- _Text shown_
______________________________
# Coffee table layout



## ogaugeguy (Feb 3, 2012)

Has anyone built or have an N-scale coffee table layout or know someone who does? Would love seeing pictures or video of it posted with details of both its size and construction.


----------



## DonR (Oct 18, 2012)

Google N scale coffee table layouts and you'll get
several.

Here's only one:

https://video.search.yahoo.com/yhs/...=1d7bd18f48e15fd362a1ed2ec67d71b9&action=view

Don


----------



## NormanW (Jul 30, 2017)

*I have an N scale in a coffee table*

I have an N scale switching layout in a coffee table.

I use an IKEA Magiker table which is 75 x 75 cm and with a depth of 15cm. The tymesaver is under the glass.

Currently it is packed up after having moved homes, but I used 5 Y switches, and card models from scale scenes, including a wharf. hese are photos as i was doing the constrction.






[/ATTACH][/ATTACH]
I wrote about it when I started building in 2009, in Carl Arendt's excellent small layout pages scrapbook.

NW


----------



## bill937ca (Jul 18, 2014)

I have a N gauge bulletin board layout on my coffee table. At 17 x 23 inches I can't imagine much more than a streetcar line like I have. I got this bulletin board at Walmart for about $8, very light so not a lot of heavy scenery. The track is Tomix Wide Tram track. I have filled in the blocks with 3/16 balsa on which I've added styrene sheets to give a base for scenery. Curves are very tight at R140 (mm) or 5.5 inches. 

For railroads you could probably do a small switching layout based on a station.


----------



## Never Get Old (Apr 16, 2016)

Yes, I have a glass top coffee table layout. Search the forum here, and you will find a number of threads. Are you thinking of having one custom built or modifying an existing one? One thing that I love is that the glass keeps the dust out!
______________________________
- _Parts of the exercise_
(1) From the coffee table layout thread, reproduce word for word the part that opens with the words containing "For railroads you" and closes with "the dust out!".
(2) Summarize the coffee table layout thread in two sentences.
______________________________
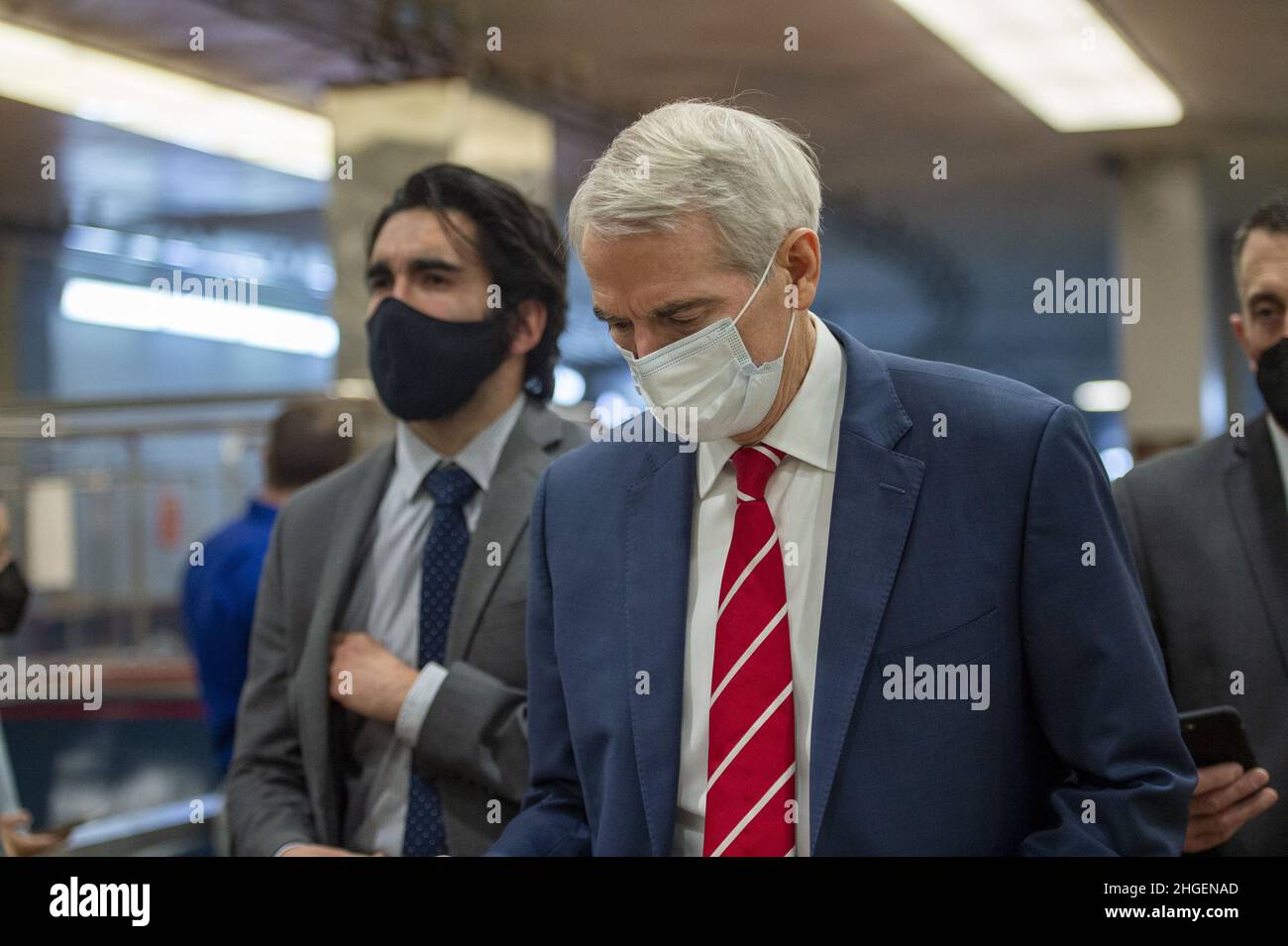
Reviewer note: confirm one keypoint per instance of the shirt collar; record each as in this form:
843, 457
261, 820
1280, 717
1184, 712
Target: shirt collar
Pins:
______________________________
- _Answers to the exercises_
(1)
For railroads you could probably do a small switching layout based on a station.


----------



## Never Get Old (Apr 16, 2016)

Yes, I have a glass top coffee table layout. Search the forum here, and you will find a number of threads. Are you thinking of having one custom built or modifying an existing one? One thing that I love is that the glass keeps the dust out!

(2) A forum member asked whether anyone had built an N-scale coffee table layout and wanted pictures or video with details of its size and construction. One reply suggested searching online, and other members described their own layouts: a switching layout in a 75 x 75 cm IKEA table, a streetcar line on a 17 x 23 inch bulletin board, and a glass-top table whose glass keeps the dust out.